**Work required**
Write the next part of the article on the esports integrity watchdog and match-fixing, starting right after its final sentence.

══ Passage

As esports watchdog tackles widespread match-fixing, critics fear it can't do the job - The Washington Post

The Esports Integrity Commission, or ESIC, a nonprofit focused on prevention and prosecution of cheating in esports, issued a wide-ranging update Monday, including details on three professional “Counter-Strike: Global Offensive” players sanctioned for match-fixing related offenses. Appended to the update was a mea culpa of sorts, acknowledging but forcefully defending months-long delays: “The investigation must be completed with the time and attention required — no matter how long.”

The update follows months of feverish speculation about ESIC’s work. In March, the ordinarily tight-lipped Commission teased — informally, via an interview on a small YouTube channel — the pending publication of a sweeping report on match-fixing in “Counter-Strike’s” Mountain Dew League (now called ESEA Premier), an amateur league that granted successful semipro players opportunities to play in the pro league. The highly anticipated report has yet to be released, though Monday’s announcement alluded to that report being broken into 34 separate investigations into match-fixing.

Monday’s release details ongoing sanctions against only two players: Sebastian “retchy” Tropiano and Kevin “4pack” Przypasniak, both banned for five years. A third punishment of an 111-day suspension, administered to Carson “nosraC” O’Reilly, had already run its course by the time of the announcement. The three players came to the public’s attention after the publication of a transcript from a leaked audio recording, in which they discuss intentionally losing an upcoming game. Two players on the opposing team appeared to be involved in the scheme as well; they were ultimately not sanctioned in Monday’s announcement. The match was never played when the team not heard in the recording forfeited the game.

To competitive players and fans, the recording, which was shared with ESIC in January and first publicly reported in April by the esports news site dust2.us, was seen as a prelude to a broader reckoning — a teaser for ESIC’s omnibus match-fixing report. But then, the Commission went silent, issuing only sporadic, unrelated news releases.

ESIC works by partnering with government betting agencies, tournament organizers and betting websites, among other groups; after an investigation, findings are passed on to leagues and tournament organizers, which enforce them. Game publishers such as Valve, which owns the “Counter-Strike” IP, tend to follow ESIC’s recommendations as well.

════
══ Stored rows

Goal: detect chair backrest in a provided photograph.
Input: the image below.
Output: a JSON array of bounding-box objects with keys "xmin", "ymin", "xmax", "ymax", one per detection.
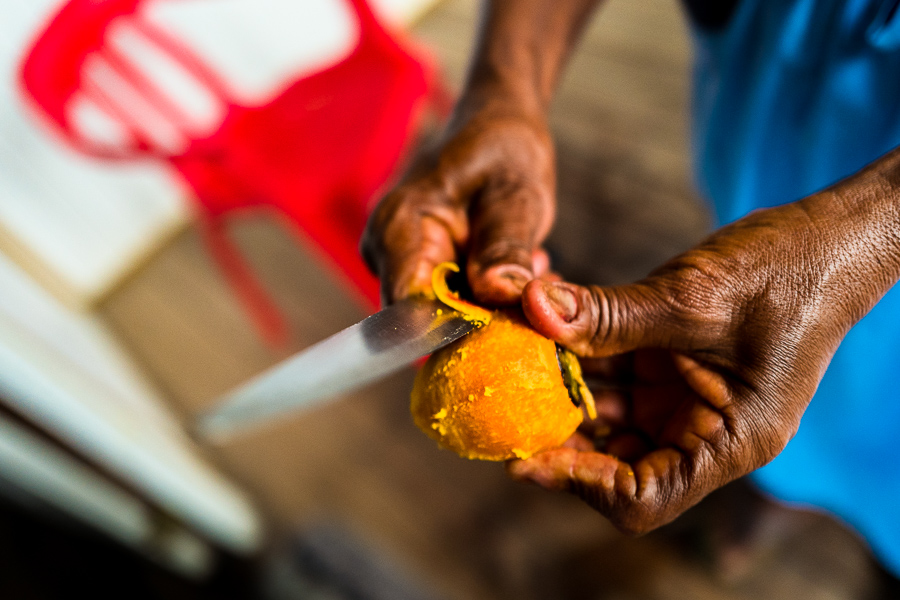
[{"xmin": 20, "ymin": 0, "xmax": 402, "ymax": 158}]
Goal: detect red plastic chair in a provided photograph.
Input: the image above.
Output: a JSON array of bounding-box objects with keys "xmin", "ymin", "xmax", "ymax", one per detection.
[{"xmin": 21, "ymin": 0, "xmax": 458, "ymax": 344}]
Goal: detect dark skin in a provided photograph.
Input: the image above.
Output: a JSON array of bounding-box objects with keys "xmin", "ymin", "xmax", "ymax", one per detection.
[{"xmin": 363, "ymin": 0, "xmax": 900, "ymax": 533}]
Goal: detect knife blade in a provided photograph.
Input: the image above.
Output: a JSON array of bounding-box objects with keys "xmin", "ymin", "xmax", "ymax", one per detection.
[{"xmin": 197, "ymin": 298, "xmax": 478, "ymax": 441}]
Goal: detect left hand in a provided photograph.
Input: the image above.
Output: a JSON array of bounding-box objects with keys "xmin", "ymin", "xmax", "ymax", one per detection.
[{"xmin": 508, "ymin": 189, "xmax": 900, "ymax": 533}]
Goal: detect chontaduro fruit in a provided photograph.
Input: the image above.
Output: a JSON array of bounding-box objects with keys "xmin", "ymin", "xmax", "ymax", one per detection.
[{"xmin": 410, "ymin": 263, "xmax": 594, "ymax": 460}]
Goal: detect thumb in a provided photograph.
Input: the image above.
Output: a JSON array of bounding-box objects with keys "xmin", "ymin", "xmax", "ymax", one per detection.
[{"xmin": 522, "ymin": 280, "xmax": 704, "ymax": 357}]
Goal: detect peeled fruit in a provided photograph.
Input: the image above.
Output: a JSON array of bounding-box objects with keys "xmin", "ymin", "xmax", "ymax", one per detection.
[{"xmin": 411, "ymin": 265, "xmax": 593, "ymax": 460}]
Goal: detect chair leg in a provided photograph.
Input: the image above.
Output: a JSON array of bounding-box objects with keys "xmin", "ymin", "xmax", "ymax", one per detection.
[{"xmin": 199, "ymin": 215, "xmax": 290, "ymax": 350}]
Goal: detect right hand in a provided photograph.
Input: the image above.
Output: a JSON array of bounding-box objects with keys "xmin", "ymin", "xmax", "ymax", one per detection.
[{"xmin": 361, "ymin": 98, "xmax": 556, "ymax": 305}]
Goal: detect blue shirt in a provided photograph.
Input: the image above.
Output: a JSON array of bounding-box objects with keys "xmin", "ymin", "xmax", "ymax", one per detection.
[{"xmin": 693, "ymin": 0, "xmax": 900, "ymax": 576}]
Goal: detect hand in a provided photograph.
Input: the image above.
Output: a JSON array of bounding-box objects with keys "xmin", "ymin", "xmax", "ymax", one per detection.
[
  {"xmin": 362, "ymin": 98, "xmax": 555, "ymax": 305},
  {"xmin": 508, "ymin": 186, "xmax": 898, "ymax": 533}
]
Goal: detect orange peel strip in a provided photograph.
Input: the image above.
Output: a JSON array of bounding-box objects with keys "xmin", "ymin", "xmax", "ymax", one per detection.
[{"xmin": 431, "ymin": 262, "xmax": 492, "ymax": 324}]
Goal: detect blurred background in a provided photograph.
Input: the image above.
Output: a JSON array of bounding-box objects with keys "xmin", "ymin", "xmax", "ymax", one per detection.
[{"xmin": 0, "ymin": 0, "xmax": 881, "ymax": 600}]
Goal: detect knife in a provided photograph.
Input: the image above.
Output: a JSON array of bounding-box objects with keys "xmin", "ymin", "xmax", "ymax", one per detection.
[{"xmin": 197, "ymin": 298, "xmax": 479, "ymax": 441}]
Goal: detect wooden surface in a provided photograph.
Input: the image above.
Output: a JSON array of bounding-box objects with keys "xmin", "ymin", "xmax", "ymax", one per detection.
[{"xmin": 102, "ymin": 0, "xmax": 892, "ymax": 600}]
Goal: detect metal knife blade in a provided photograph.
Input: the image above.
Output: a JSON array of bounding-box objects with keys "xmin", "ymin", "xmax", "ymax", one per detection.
[{"xmin": 198, "ymin": 298, "xmax": 478, "ymax": 440}]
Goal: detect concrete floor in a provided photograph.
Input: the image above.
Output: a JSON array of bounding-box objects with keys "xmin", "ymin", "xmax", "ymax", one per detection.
[{"xmin": 101, "ymin": 0, "xmax": 892, "ymax": 600}]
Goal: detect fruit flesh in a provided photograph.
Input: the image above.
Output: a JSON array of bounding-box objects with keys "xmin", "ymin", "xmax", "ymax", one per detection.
[{"xmin": 411, "ymin": 311, "xmax": 583, "ymax": 460}]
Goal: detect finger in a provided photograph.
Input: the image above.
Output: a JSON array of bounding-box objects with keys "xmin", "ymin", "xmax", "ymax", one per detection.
[
  {"xmin": 531, "ymin": 248, "xmax": 559, "ymax": 277},
  {"xmin": 522, "ymin": 281, "xmax": 710, "ymax": 357},
  {"xmin": 507, "ymin": 448, "xmax": 712, "ymax": 534},
  {"xmin": 467, "ymin": 182, "xmax": 553, "ymax": 305},
  {"xmin": 361, "ymin": 183, "xmax": 468, "ymax": 304}
]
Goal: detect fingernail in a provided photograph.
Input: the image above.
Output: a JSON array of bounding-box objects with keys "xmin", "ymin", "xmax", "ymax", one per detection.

════

**Solved problem**
Behind the scenes, ESIC began pursuing a slate of upgrades earlier this year — in funding, partnerships, transparency and technology — to ensure it could continue working in a sustainable fashion, according to Stephen Hanna, ESIC’s director of global strategy and partnerships. On Saturday, it launched the first of these initiatives, a registry on its website to track the status of open investigations. Also in the works: a real-time suspicious bet notification system leaning on ESIC’s partnerships with data providers, which include a slew of betting websites.

But for most of 2021, ESIC’s work has been hidden from public view. And in that time, public speculation has curdled into skepticism, and frustration with the once-vaunted Integrity Commission has begun to spill into the open. These sentiments have persisted in the wake of the update.

“The issue is that [today’s release] basically tells me without immense help from the journalistic community they struggle to get anything over the line,” said Jeffrey “Mnmzzz” Moore, the dust2.us writer who authored the article that exposed the players caught on tape. “I mean [suspending three out of five players speaking or mentioned on the call] is fine. But these guys aren’t the prize.”

‘A high evidentiary standard’

Moore started collecting evidence of match-fixing in March of 2020. In the Mountain Dew League, opportunities for advancement were limited. Players seeking to make a career playing the game had two legitimate options: They could either excel in a competitive setting or become content creators. Some, instead, opted to pursue fixing matches and betting against themselves.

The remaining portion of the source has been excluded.